- Dataset records:
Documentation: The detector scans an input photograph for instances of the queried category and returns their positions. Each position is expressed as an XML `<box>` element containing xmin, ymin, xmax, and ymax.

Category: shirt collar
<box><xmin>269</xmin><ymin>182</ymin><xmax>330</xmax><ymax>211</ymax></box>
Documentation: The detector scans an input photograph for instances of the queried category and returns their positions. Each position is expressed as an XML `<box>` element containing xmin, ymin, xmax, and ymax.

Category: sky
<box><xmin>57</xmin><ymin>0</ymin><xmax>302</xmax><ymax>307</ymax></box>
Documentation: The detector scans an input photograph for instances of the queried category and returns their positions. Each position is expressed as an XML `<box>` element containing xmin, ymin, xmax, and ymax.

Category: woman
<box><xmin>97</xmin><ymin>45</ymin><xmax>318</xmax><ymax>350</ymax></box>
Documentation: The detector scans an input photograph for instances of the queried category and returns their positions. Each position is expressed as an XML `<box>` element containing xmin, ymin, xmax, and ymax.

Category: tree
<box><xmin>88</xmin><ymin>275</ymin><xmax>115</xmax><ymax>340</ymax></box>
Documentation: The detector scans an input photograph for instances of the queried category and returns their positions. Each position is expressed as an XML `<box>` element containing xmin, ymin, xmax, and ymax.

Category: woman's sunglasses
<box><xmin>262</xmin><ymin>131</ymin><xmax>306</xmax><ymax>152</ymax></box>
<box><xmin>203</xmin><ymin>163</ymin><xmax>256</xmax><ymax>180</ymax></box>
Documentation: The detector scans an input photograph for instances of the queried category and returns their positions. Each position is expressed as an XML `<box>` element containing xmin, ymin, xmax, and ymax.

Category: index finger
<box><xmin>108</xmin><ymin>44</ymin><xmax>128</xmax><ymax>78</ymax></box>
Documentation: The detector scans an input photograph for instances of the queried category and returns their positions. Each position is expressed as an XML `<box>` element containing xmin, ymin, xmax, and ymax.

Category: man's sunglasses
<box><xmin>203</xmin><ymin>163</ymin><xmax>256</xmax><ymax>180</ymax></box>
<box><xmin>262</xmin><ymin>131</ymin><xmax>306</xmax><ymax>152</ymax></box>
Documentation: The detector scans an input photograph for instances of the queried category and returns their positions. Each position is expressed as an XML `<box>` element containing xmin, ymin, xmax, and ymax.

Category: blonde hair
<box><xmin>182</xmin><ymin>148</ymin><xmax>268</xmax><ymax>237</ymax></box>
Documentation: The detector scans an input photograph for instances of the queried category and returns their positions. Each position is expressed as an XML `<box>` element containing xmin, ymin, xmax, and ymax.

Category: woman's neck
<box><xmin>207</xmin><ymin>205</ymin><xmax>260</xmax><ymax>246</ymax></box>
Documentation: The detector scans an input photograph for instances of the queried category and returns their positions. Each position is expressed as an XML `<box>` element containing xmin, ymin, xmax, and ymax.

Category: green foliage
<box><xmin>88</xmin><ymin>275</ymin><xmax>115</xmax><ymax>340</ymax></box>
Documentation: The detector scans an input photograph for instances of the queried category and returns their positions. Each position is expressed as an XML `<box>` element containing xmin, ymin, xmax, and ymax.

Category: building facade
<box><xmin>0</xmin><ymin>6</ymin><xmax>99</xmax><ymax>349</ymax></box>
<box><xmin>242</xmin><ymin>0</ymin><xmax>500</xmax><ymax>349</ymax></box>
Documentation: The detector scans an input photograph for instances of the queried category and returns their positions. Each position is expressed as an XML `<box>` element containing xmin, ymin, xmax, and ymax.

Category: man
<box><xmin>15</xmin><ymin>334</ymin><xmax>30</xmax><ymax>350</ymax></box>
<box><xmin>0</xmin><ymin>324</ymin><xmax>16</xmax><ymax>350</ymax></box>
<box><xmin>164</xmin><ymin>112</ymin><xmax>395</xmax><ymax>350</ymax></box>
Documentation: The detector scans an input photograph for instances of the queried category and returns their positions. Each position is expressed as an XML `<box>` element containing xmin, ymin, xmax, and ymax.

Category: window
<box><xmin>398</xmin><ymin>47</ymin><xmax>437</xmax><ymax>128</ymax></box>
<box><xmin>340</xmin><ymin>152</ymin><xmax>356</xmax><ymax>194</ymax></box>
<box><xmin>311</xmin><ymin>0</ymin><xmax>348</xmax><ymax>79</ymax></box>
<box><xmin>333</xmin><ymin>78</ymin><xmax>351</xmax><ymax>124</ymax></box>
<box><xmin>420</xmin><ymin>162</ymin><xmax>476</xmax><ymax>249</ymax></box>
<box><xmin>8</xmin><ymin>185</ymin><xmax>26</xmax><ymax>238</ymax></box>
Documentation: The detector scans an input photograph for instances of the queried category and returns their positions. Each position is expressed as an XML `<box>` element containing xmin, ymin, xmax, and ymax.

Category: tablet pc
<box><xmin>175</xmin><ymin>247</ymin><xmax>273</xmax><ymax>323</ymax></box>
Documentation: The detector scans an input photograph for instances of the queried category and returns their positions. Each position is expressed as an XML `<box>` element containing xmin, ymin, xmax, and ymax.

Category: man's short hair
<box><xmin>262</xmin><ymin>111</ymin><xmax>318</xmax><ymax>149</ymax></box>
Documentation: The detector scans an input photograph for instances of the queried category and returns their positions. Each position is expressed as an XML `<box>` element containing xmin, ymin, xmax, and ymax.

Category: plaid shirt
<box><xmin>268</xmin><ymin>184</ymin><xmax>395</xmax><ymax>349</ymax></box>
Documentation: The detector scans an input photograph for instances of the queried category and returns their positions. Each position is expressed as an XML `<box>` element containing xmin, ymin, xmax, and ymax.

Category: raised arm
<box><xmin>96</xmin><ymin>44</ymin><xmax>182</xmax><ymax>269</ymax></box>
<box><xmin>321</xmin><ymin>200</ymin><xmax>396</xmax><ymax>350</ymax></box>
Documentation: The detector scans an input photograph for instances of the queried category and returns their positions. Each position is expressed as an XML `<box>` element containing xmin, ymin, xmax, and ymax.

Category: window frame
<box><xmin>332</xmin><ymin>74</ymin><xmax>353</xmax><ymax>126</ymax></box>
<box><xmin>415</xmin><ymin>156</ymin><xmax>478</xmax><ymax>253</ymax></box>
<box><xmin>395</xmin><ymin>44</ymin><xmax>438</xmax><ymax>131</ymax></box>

- Exercise details: Go through the items above and keep only the lines that contain the string "shirt". Copy each of those lines.

- Response to the task:
Category: shirt collar
Category: plaid shirt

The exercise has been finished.